Begin at the line that contains "Note to the class: find the white" and repeat every line from there to the end of the records below, inclusive, without adding any other line.

[Supplied material start]

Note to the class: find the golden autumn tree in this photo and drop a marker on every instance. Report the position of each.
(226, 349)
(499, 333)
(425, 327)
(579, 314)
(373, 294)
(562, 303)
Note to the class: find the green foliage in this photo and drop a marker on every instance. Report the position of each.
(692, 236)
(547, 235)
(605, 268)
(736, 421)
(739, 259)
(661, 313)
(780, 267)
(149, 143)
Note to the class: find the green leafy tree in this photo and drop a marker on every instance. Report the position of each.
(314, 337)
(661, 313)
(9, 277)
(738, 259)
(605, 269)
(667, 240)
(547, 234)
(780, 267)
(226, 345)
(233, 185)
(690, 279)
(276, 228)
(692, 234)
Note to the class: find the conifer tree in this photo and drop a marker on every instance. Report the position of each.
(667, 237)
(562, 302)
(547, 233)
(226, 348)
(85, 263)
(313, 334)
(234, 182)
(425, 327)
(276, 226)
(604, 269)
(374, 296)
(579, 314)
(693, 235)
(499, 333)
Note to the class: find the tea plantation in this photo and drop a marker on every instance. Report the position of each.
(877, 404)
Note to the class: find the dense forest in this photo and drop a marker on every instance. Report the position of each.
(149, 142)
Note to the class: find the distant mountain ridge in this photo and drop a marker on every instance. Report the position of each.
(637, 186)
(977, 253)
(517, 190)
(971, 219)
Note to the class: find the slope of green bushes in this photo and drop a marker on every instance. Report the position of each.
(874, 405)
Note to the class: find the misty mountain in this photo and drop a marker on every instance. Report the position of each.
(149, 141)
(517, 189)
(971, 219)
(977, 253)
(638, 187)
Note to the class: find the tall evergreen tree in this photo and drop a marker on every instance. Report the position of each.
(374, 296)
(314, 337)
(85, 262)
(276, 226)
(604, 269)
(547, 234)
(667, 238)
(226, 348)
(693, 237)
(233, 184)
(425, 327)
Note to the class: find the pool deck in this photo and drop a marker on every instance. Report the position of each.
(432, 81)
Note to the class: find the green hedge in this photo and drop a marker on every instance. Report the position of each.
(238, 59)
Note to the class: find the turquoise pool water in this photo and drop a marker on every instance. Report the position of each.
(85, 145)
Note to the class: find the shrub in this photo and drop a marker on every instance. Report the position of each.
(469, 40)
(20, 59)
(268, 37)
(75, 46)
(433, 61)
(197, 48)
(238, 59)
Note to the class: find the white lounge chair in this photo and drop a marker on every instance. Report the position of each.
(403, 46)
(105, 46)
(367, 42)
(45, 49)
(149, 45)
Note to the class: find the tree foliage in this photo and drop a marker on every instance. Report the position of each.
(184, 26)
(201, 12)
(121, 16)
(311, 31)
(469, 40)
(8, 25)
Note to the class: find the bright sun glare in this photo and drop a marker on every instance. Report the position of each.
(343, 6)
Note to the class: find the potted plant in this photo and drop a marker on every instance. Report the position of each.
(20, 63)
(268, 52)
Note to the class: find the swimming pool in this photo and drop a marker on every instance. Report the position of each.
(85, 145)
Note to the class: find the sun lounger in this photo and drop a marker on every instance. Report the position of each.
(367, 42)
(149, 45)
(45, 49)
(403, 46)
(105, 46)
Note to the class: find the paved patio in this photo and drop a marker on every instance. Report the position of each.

[Supplied material end]

Written solution:
Note to the class: find the white lounge chair in this photo and drop a marker on every instance. Report the position of each.
(403, 46)
(105, 46)
(367, 42)
(45, 49)
(149, 45)
Note to the class: find the tree foliage in this photo and drop a marker on every instance. Report the position of each.
(184, 26)
(201, 12)
(121, 16)
(311, 31)
(469, 40)
(8, 25)
Note to the class: find the bright sun glare in this photo and drop a marker on every instance. Report the position of each.
(343, 6)
Note to the class: find the potted plant in this photo and drop a marker on every instance. Report the position of each.
(20, 63)
(268, 52)
Note to the class: find the swimming pool in this photo and drop a marker on every instance. Report the position of each.
(85, 145)
Note to the class: find the sun lounger in this photo and drop a marker on every instance. Report the position of each.
(367, 42)
(149, 45)
(45, 49)
(403, 46)
(105, 46)
Note to the class: find the paved patio in this photo and drop a marker on every instance. Report the position of each.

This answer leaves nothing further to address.